* **WHAT YOU NEED TO DO**
A - Rewrite the paragraph in the IUCN passage that begins "Frances Seymour, Director General of CIFOR" as a short list of the moderator and panelists with their roles.
B - Resume the IUCN passage after its final sentence, carrying on in the same style.

* **GIVEN PASSAGE**
* * * * *

Over 8,000 conservation professionals gathered in Barcelona to chart pathways for sustaining environmental systems and species diversity. With the unraveling of the world financial system and the accelerating collapse of ecosystems starkly apparent, there is greater urgency to address both simultaneously.
At IUCN, WRI launched World Resources Report 2008, Roots of Resilience: Growing the Wealth of the Poor. This volume details how ecosystems can become a powerful model for nature-based enterprise that delivers continuing economic and social benefits to the poor, even as it sustains the natural resource base.
Frances Seymour, Director General of CIFOR (Center for International Forestry Research), moderated a panel that included: Marion Cheatle, Deputy Director, Early Warning and Assessment, UNEP; Warren Evans, Environment Director, The World Bank; Benson Venegas, Executive Director, Asociación ANAI Talamanca; Veerle Vandeweerd, Director, Environment and Energy Group, UNDP.
Benson Venegas emphasized how communities must be brought into national and international decision-making. “These places are our homes, our pharmacies, our cultures, and have deep meaning,” he said. “We can bring the solutions to the table.”
Warren Evans recommended that readers take note of the previous World Resources Report, Wealth of the Poor, to fully appreciate the findings and recommendations in the current volume.
Manish Bapna, WRI Executive Vice President, noted how many projects are brought to scale and sustained in a disabling environment. Illustrating his points with an example in Bangladesh, he urged pursuit of more “pro-rural and pro-poor” approaches to development based on ecosystem services and benefits. He closed by saying, “Ultimately, this book is about hope.”
In cooperation with the World Business Council for Sustainable Development, WRI also launched the Japanese-language edition of the Corporate Ecosystem Service Review. Ms. Ayako Kohno, of Hitachi Chemical’s Corporate Social Responsibility office, said “we knew right away what a powerful tool this is.” Japanese represents the fourth language translation for the Review.
Janet Ranganathan, vice president for science and research at WRI, hosted a panel of prominent experts whom she asked to reconcile two challenges: the degradation of ecosystems for short-term choices that create larger costs with development aspirations. She asked how we can better understand the impact on ecosystems affected by development. In other words, how can decisions be made with relevant data and with a more complete picture of implications and consequences?

* * * * *

* **SUPPLIED INFORMATION**
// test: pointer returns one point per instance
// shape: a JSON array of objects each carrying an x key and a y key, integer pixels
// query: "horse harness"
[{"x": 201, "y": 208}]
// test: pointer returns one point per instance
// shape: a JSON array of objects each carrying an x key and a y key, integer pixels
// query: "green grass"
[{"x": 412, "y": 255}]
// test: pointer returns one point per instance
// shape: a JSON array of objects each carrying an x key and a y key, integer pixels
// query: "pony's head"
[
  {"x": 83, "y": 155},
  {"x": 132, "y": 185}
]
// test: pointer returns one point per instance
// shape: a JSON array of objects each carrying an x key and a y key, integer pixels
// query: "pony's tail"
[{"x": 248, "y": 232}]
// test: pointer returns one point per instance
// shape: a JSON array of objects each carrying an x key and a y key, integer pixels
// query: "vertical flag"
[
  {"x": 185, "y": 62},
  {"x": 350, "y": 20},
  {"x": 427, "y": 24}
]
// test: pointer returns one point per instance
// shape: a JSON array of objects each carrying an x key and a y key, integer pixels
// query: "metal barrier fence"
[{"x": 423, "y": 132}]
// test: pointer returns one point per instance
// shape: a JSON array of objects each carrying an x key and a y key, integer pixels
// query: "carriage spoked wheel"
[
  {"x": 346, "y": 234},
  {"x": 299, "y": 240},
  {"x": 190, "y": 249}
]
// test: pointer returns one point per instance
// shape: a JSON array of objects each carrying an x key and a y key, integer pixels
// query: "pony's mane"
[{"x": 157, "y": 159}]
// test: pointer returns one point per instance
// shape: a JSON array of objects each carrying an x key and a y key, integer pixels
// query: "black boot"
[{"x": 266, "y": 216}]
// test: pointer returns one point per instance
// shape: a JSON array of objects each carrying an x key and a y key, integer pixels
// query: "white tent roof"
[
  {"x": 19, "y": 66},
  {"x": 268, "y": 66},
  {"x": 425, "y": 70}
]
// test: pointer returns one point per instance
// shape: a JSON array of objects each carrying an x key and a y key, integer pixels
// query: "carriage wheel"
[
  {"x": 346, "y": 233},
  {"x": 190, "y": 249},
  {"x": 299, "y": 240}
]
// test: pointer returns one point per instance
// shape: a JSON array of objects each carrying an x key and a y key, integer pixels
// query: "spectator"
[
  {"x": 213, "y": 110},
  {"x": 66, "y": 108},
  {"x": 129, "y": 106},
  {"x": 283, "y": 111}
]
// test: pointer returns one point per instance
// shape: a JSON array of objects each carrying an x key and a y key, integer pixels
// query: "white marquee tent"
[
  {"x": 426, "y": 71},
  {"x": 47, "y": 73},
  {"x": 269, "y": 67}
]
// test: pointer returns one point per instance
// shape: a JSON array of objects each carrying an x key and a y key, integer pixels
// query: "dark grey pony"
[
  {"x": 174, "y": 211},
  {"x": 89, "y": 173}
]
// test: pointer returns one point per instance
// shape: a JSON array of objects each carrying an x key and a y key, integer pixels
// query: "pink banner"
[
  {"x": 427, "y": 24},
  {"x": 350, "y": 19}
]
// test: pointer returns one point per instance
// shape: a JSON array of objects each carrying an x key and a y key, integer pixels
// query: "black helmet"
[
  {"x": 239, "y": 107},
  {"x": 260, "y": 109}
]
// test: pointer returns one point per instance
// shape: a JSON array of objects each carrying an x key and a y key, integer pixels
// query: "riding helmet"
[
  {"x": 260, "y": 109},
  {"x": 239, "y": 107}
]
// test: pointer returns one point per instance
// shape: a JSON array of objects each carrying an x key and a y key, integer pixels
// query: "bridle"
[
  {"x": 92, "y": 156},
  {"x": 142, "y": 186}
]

* * * * *

* **RESULTS FOR THE EXERCISE**
A -
Moderator: Frances Seymour, Director General, CIFOR (Center for International Forestry Research)
Panelists:
- Marion Cheatle, Deputy Director, Early Warning and Assessment, UNEP
- Warren Evans, Environment Director, The World Bank
- Benson Venegas, Executive Director, Asociación ANAI Talamanca
- Veerle Vandeweerd, Director, Environment and Energy Group, UNDP

B -
Janet was the lead author of Ecosystem Services: A Guide for Decision Makers, which WRI released at the opening of IUCN. The book demonstrates to decision makers how development and the environment can be managed together to increase prosperity, while also protecting the planet.
Peter Carter, Associate Director of the Services Development Unit of the Environmental Investment Bank noted that we cannot manage what we cannot accurately measure, and that what is needed are sufficiently reliable indicators of the health of ecosystems and a corresponding price. Jim Salzman, Professor of Law and Environmental Policy at Duke University said that protected areas for ecosystems services may be preferable to those based on biodiversity.
Carlos Rodriguez, former Environment Minister for Costa Rica, observed that the real estate boom in Costa Rica has presented stark choices– such as those between “sex and casinos or sustainable eco-tourism?” Major tourism operators want to be profitable in the short-term, but Mr. Rodriguez wondered, What kind of tourism provides the greatest benefits? Gerben de Jong, Director of Water & Environment in the Dutch Ministry of Foreign Affairs made the point that each decision has failures and is never perfect, but we learn from each and take one more step toward improvement.
Lalanath de Silva and Joe Foti led a workshop on Points of Entry: Reforming Environmental Governance and Improving Livelihoods through Increased Public Access to Decision-Making. The group–comprised of representatives from local, national an international groups–addressed how to more effectively open access to information for environmental decision-making. Representing the worldwide network of The Access Initiative, Lalanath and Joe provided a view of how non-government organizations are building capacity for influence, communications and advocacy.
Craig Hanson appeared on a panel with WBCSD, Syngenta, and Mondi to address Developing Corporate Strategies to Manage Risks and Opportunities Related to Ecosystem Services. The panel discussed how business managers can proactively develop strategies to manage business risks and opportunities arising from their company’s dependence and impact on ecosystems.
And Fred Stolle provided a dynamic presentation entitled Keeping Up: Using the Latest Technology to Curb Deforestation. Fred has worked for many years on developing improved mapping techniques and satellite observations to produce reliable, cost-effective measurements of forest cover change. These methods are meant to improve management of the world’s forests, particularly in the world’s deforestation “hotspots.”
In the end, the WRI had a major presence at IUCN and our experts were able to share their ideas and innovations with thousands of global leaders in sustainable development.